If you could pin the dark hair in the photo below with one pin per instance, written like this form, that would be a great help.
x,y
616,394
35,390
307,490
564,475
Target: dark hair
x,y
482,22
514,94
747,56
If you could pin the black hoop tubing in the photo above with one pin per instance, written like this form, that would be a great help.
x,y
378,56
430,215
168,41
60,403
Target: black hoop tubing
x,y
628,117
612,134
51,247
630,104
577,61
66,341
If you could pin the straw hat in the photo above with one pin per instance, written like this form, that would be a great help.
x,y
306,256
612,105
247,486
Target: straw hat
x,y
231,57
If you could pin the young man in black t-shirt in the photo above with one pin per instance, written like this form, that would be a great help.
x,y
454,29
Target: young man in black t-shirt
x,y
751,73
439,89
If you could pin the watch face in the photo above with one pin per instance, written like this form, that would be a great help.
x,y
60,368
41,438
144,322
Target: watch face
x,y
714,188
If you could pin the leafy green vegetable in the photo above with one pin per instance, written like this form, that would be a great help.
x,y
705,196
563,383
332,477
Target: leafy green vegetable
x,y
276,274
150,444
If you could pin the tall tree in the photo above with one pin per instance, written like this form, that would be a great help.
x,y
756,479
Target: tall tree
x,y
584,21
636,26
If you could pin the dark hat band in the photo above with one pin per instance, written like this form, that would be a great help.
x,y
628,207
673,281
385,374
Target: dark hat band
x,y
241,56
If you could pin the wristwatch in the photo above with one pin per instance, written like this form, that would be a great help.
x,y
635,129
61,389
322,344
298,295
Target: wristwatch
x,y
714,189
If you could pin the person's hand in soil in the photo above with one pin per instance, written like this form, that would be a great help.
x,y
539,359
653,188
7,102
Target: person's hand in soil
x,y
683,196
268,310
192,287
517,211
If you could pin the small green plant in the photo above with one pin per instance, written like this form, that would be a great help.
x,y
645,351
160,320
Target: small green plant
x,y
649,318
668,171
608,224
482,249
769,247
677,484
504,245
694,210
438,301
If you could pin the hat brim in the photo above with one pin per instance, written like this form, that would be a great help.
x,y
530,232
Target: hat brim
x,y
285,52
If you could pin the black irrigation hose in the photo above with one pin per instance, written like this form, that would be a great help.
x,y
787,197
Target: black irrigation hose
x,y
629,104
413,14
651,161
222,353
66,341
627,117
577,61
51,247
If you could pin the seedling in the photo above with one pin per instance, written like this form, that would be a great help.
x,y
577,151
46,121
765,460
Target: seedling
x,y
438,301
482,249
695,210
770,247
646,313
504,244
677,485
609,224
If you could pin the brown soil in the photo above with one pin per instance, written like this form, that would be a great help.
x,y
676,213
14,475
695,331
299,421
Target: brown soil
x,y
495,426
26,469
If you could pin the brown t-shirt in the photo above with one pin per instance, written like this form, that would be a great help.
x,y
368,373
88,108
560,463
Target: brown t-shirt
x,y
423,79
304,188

» **REQUIREMENTS**:
Take the listing above and write it out again exactly.

» **ANSWER TO THE TASK**:
If you could pin the dark hair in the photo below with one pin per instance, written like this form, that would be a great help.
x,y
616,394
35,390
307,490
564,475
Target: dark hair
x,y
482,22
514,94
747,56
If you could pin the black hoop tubing in the photo above with one pin per instance, written like this form, that would be a great help.
x,y
378,56
430,215
168,41
60,403
Target: black hoop tubing
x,y
628,117
612,134
51,247
630,104
577,61
66,341
If you could pin the straw hat in the photo above with one pin per instance, written like this form, that would be a great help.
x,y
306,256
612,105
247,486
Target: straw hat
x,y
231,57
If you could pin the young man in black t-shirt in the photo above with one pin per instance, written like this form, that would be a great help.
x,y
454,29
Target: young man in black t-shirt
x,y
751,73
439,89
If you could pin the watch face in the photo above with one pin per instance, written like this form, that would be a great help.
x,y
60,368
41,438
144,322
Target: watch face
x,y
714,188
If you could pin the leafy green vegetable in the photo above with one pin per instance, written like this form, that would be a great help.
x,y
705,196
563,383
332,477
Target: leafy green vegetable
x,y
276,274
150,444
If you could pin the tall tree in the photo above with one pin per instance, written like this form, that would be a great help.
x,y
756,479
Target: tall tree
x,y
584,21
636,26
If you could pin the dark hat band in the photo above with one pin per instance, written like this form, that would be a great help.
x,y
628,207
673,281
385,374
Target: dark hat band
x,y
241,56
If you could pin the wristwatch in the photo above with one pin per instance, written like this form, that would be a great help.
x,y
635,129
61,389
322,344
298,295
Target: wristwatch
x,y
714,189
If you could pin the person's hand in soil in the photo above with one pin per instance, written like this form, that would be a great help.
x,y
539,359
653,188
7,102
Target: person's hand in soil
x,y
683,196
268,310
192,287
517,211
If you could pin the small green plant in the photo above with one pin per instance, written like this form, that would be a great help.
x,y
645,351
160,320
Target: small green plant
x,y
649,318
668,171
608,224
482,249
769,247
677,484
504,245
694,210
438,301
If you could pin the hat brim in the photo above with one pin per instance, written like this form, that would be a great help.
x,y
530,232
Target: hat brim
x,y
285,52
If you could pin the black irrigation hose in the photo above with one pin per instance, written like this form, that would be a great help.
x,y
787,197
Target: black irrigation hose
x,y
629,104
413,14
651,161
222,353
66,341
627,117
577,61
51,247
If you could pin the seedling in the photo above with one pin per instance, written like this form, that would be a great help.
x,y
577,151
46,121
765,460
Target: seedling
x,y
438,301
482,249
695,210
770,247
646,313
504,244
677,485
609,224
If you could pin the brown soil in the photo above with one pin per instance, written like this form, that would be a great help.
x,y
676,213
14,475
695,331
299,421
Target: brown soil
x,y
495,426
26,469
If you could pin the brown t-shirt in the photo above with one pin per instance, written like this form, that would be a great help.
x,y
368,373
88,108
560,463
Target: brown t-shirt
x,y
423,79
304,188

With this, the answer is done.